• **Goal of the exercise**: Transcribe the listing in full, excluding any pictures.

- - -

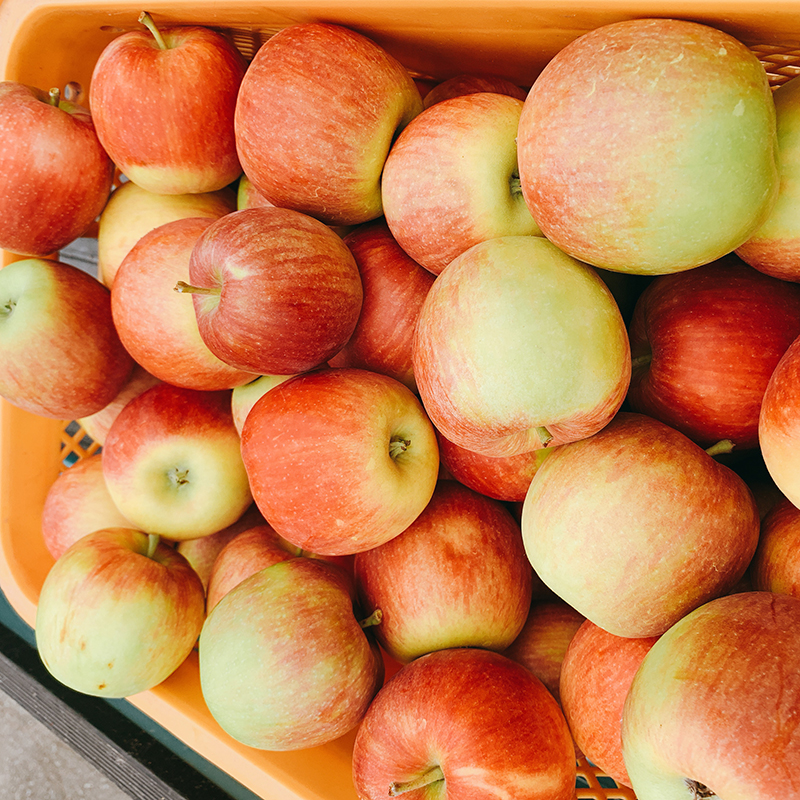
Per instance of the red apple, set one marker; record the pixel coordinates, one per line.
(518, 347)
(55, 176)
(172, 463)
(132, 211)
(274, 291)
(704, 344)
(156, 324)
(118, 613)
(163, 104)
(711, 711)
(637, 525)
(394, 288)
(340, 460)
(284, 662)
(464, 724)
(596, 673)
(650, 173)
(78, 503)
(60, 354)
(457, 576)
(316, 115)
(451, 179)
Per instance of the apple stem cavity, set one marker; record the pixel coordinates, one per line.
(147, 21)
(187, 288)
(373, 619)
(433, 775)
(723, 446)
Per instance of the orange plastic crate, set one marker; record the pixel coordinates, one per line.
(56, 42)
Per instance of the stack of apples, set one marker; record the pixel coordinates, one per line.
(461, 416)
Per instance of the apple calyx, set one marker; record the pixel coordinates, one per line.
(433, 775)
(146, 20)
(187, 288)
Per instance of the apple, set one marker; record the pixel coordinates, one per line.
(60, 354)
(711, 709)
(543, 641)
(284, 662)
(451, 181)
(317, 112)
(340, 460)
(774, 248)
(394, 287)
(457, 576)
(132, 211)
(650, 146)
(97, 425)
(471, 83)
(172, 463)
(464, 723)
(77, 503)
(776, 563)
(518, 346)
(704, 344)
(168, 129)
(505, 478)
(155, 323)
(118, 613)
(596, 673)
(55, 176)
(779, 424)
(274, 291)
(637, 525)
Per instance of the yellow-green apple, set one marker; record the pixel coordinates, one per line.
(471, 83)
(775, 247)
(711, 710)
(55, 176)
(704, 344)
(163, 103)
(503, 478)
(457, 576)
(650, 146)
(519, 346)
(156, 324)
(340, 460)
(596, 673)
(451, 179)
(637, 525)
(394, 287)
(779, 424)
(776, 563)
(464, 723)
(77, 503)
(244, 397)
(132, 211)
(317, 112)
(543, 641)
(60, 353)
(97, 425)
(118, 613)
(172, 463)
(203, 551)
(284, 661)
(274, 291)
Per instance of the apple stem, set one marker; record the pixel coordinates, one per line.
(433, 775)
(723, 446)
(373, 619)
(147, 21)
(187, 288)
(152, 544)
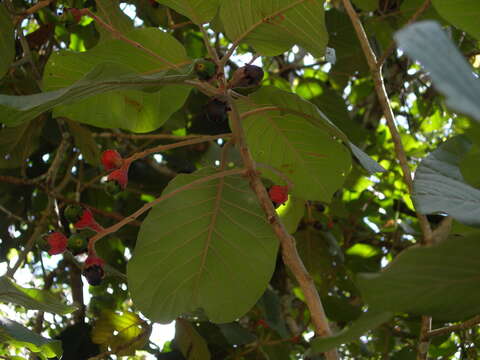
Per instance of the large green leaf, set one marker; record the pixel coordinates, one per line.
(207, 247)
(14, 333)
(199, 11)
(32, 298)
(439, 185)
(463, 14)
(367, 321)
(117, 330)
(271, 99)
(442, 280)
(427, 43)
(7, 40)
(190, 342)
(274, 26)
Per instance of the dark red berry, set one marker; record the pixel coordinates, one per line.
(111, 160)
(278, 194)
(57, 243)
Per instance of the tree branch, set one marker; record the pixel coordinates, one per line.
(376, 71)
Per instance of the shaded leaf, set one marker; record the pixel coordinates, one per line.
(199, 11)
(16, 334)
(207, 247)
(19, 142)
(32, 298)
(273, 27)
(84, 141)
(442, 281)
(189, 341)
(367, 321)
(439, 186)
(123, 333)
(463, 14)
(451, 74)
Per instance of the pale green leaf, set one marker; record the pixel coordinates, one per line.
(191, 344)
(451, 74)
(16, 334)
(208, 247)
(439, 186)
(33, 299)
(462, 14)
(367, 321)
(199, 11)
(442, 281)
(123, 333)
(7, 40)
(274, 26)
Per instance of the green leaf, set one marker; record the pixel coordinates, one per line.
(271, 99)
(291, 213)
(427, 43)
(462, 14)
(439, 186)
(207, 247)
(442, 281)
(199, 11)
(16, 334)
(189, 341)
(7, 40)
(367, 321)
(123, 333)
(85, 142)
(273, 27)
(110, 13)
(32, 298)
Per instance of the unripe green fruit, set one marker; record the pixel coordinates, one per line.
(112, 187)
(205, 69)
(73, 213)
(77, 242)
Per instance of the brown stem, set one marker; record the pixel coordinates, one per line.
(414, 18)
(376, 71)
(448, 329)
(290, 255)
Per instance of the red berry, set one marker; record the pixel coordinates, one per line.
(87, 221)
(111, 160)
(57, 243)
(278, 194)
(93, 270)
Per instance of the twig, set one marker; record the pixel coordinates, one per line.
(376, 71)
(290, 254)
(392, 46)
(149, 205)
(242, 36)
(448, 329)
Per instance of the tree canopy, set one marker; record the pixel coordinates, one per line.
(291, 179)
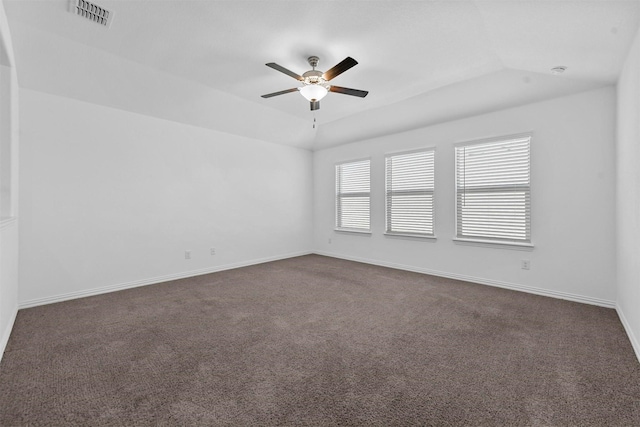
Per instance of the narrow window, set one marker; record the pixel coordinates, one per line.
(353, 195)
(409, 195)
(493, 195)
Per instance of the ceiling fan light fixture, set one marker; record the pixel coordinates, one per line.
(313, 92)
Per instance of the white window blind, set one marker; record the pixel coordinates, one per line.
(353, 195)
(493, 194)
(409, 195)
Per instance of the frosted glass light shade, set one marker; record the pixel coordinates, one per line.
(313, 92)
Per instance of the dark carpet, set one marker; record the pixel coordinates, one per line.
(319, 341)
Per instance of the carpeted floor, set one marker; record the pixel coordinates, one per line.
(319, 341)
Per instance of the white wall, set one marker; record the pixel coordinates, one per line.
(628, 195)
(8, 184)
(112, 199)
(572, 192)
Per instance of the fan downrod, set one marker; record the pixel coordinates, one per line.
(313, 61)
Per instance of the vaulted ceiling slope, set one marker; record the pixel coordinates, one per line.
(424, 62)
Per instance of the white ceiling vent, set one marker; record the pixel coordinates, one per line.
(91, 11)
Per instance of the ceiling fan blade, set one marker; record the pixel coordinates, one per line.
(347, 63)
(348, 91)
(282, 92)
(284, 70)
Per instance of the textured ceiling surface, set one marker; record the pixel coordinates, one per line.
(202, 62)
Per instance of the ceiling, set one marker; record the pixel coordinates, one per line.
(423, 62)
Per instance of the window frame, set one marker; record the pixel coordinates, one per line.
(338, 196)
(388, 193)
(486, 240)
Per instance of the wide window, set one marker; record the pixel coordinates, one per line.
(409, 195)
(493, 196)
(353, 195)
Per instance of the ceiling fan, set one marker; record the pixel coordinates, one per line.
(315, 83)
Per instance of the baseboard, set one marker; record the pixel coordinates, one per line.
(4, 339)
(153, 280)
(627, 327)
(482, 281)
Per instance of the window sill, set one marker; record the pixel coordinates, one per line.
(493, 244)
(353, 231)
(411, 236)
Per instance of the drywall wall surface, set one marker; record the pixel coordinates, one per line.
(572, 193)
(113, 198)
(628, 194)
(9, 183)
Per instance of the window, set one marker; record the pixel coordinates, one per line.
(353, 195)
(409, 195)
(493, 197)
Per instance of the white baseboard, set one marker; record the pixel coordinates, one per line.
(151, 281)
(4, 339)
(482, 281)
(627, 327)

- - -

• **Task output**:
Per instance of the red apple, set one marker; record the pixel coordinates, one per line.
(518, 347)
(55, 176)
(172, 463)
(132, 211)
(274, 291)
(704, 344)
(156, 324)
(118, 613)
(163, 104)
(711, 711)
(637, 525)
(394, 288)
(340, 460)
(284, 662)
(464, 724)
(596, 673)
(650, 173)
(78, 503)
(60, 354)
(457, 576)
(316, 115)
(451, 179)
Per instance of the apple stem cavity, set one marker; record the pixel coordinates, one per line.
(147, 21)
(187, 288)
(373, 619)
(433, 775)
(723, 446)
Per instance of the orange plastic crate, set one marker; record the pixel coordinates, one per line.
(56, 42)
Per instance of the stack of apples, set one marker; record the pixel coordinates, one per line.
(461, 416)
Per instance of the apple calyx, set one marker; record the pixel coordinates, one per line.
(433, 775)
(146, 20)
(187, 288)
Per instance of the apple, set one marker; record the pixel coordinates, one per line.
(60, 354)
(711, 709)
(543, 641)
(284, 662)
(451, 181)
(317, 112)
(340, 460)
(774, 248)
(394, 287)
(457, 576)
(132, 211)
(650, 146)
(97, 425)
(471, 83)
(172, 463)
(464, 723)
(77, 503)
(776, 563)
(518, 346)
(704, 344)
(168, 129)
(505, 478)
(155, 323)
(118, 613)
(596, 673)
(55, 176)
(779, 424)
(274, 291)
(637, 525)
Per instance of the yellow-green apple, set one marker; record the pixel coordinates, one per line.
(471, 83)
(775, 247)
(711, 710)
(55, 176)
(704, 344)
(163, 103)
(503, 478)
(457, 576)
(650, 146)
(519, 346)
(156, 324)
(340, 460)
(596, 673)
(451, 179)
(637, 525)
(394, 287)
(779, 424)
(776, 563)
(464, 723)
(77, 503)
(244, 397)
(132, 211)
(317, 112)
(543, 641)
(60, 353)
(97, 425)
(118, 613)
(172, 463)
(203, 551)
(284, 661)
(274, 291)
Per instance of the apple stem, set one marker; record the pixel coordinates, one per line.
(433, 775)
(723, 446)
(373, 619)
(147, 21)
(187, 288)
(152, 544)
Per instance of the large green leaf, set one marker; record the pixel coordinates, one per line.
(207, 247)
(14, 333)
(199, 11)
(32, 298)
(439, 185)
(463, 14)
(367, 321)
(117, 330)
(271, 99)
(442, 280)
(427, 43)
(7, 40)
(190, 342)
(274, 26)
Per instance of the dark red berry, set one marker; record the pixel coordinates, one per line.
(111, 160)
(278, 194)
(57, 243)
Per instance of the tree branch, set one marker; record the pixel coordinates, one per line.
(376, 71)
Per instance of the shaded leaf, set one marker; record the pixel coordinates, one per line.
(199, 11)
(16, 334)
(207, 247)
(19, 142)
(32, 298)
(273, 27)
(84, 141)
(442, 281)
(189, 341)
(367, 321)
(439, 186)
(123, 333)
(463, 14)
(451, 74)
Per instance of the pale green leaf, set one marker; record the pixel coordinates, one per line.
(191, 344)
(451, 74)
(16, 334)
(208, 247)
(439, 186)
(33, 299)
(462, 14)
(367, 321)
(199, 11)
(442, 281)
(123, 333)
(7, 40)
(274, 26)
Per instance of the green leaf, set one marker; record the pixel coordinates, one per line.
(271, 99)
(291, 213)
(427, 43)
(462, 14)
(439, 186)
(207, 247)
(442, 281)
(199, 11)
(16, 334)
(189, 341)
(7, 40)
(367, 321)
(123, 333)
(85, 142)
(273, 27)
(110, 13)
(32, 298)
Per instance of the unripe green fruit, set one marker; record the pixel coordinates, one per line.
(112, 187)
(205, 69)
(73, 213)
(77, 242)
Per instance of the brown stem, set one marker; record the pixel coordinates, one per line.
(414, 18)
(376, 71)
(448, 329)
(290, 255)
Per instance of the red berry, set one marker; record the pixel coordinates, one per line.
(87, 221)
(111, 160)
(57, 243)
(278, 194)
(93, 270)
Per instance of the twig, set one marker; record the pixel coordinates, one per line.
(376, 71)
(290, 254)
(392, 46)
(149, 205)
(242, 36)
(448, 329)
Per instance of the tree canopy, set one marker; record the pixel coordinates, one per line.
(291, 179)
Per instance of the narrow window, set one marker; record the pixel coordinates, one per line.
(353, 195)
(409, 195)
(493, 195)
Per instance of the ceiling fan light fixture, set one marker; record the pixel coordinates, one per line.
(313, 92)
Per instance of the white window blind, set one marker; record the pixel coordinates, one per line.
(353, 195)
(493, 194)
(409, 195)
Per instance of the frosted glass light shade, set one marker; record the pixel coordinates, one per line.
(313, 92)
Per instance of the dark carpet, set one marker; record the pixel coordinates, one per line.
(319, 341)
Per instance of the carpeted floor, set one marker; record the pixel coordinates, one per line.
(319, 341)
Per instance of the white wall, set one marker; record the pixel coordinates, one per line.
(628, 195)
(8, 184)
(112, 199)
(572, 192)
Per instance of the fan downrod, set one marker; record the pixel coordinates, one per line.
(313, 61)
Per instance of the vaulted ceiling slope, set one marker; record the pixel coordinates, one per line.
(424, 62)
Per instance of the white ceiling vent, set one marker; record the pixel coordinates, one per line.
(91, 11)
Per instance of the ceiling fan blade, set one marker; record the pixel coordinates, one per line.
(347, 63)
(348, 91)
(282, 92)
(284, 70)
Per instance of the textured ceiling surface, set one marker; record the pixel coordinates, one per line.
(202, 62)
Per instance of the ceiling, set one marker; record the pixel coordinates, one per line.
(423, 62)
Per instance of the window frame, set one marker; record the pixel coordinates, one per line.
(338, 196)
(388, 193)
(486, 240)
Per instance of the wide window, set one marker; record the pixel coordinates, one per line.
(409, 195)
(493, 196)
(353, 195)
Per instance of the ceiling fan, set one marker; record the pixel coordinates, one per line.
(315, 83)
Per instance of the baseboard, set one marker; record the pixel coordinates, one per line.
(4, 339)
(153, 280)
(627, 327)
(482, 281)
Per instance of the window sill, set one marker; record the pixel coordinates, one per line.
(493, 244)
(353, 231)
(411, 236)
Per instance of the drywall wall surface, set one marker; record the pixel coordinates, one per line.
(572, 193)
(113, 198)
(628, 194)
(9, 183)
Per instance of the window, set one marker; record the pixel coordinates, one per line.
(353, 195)
(409, 195)
(493, 197)
Per instance of the white baseboard, set one marker; record the pixel coordinates, one per line.
(151, 281)
(4, 339)
(482, 281)
(627, 327)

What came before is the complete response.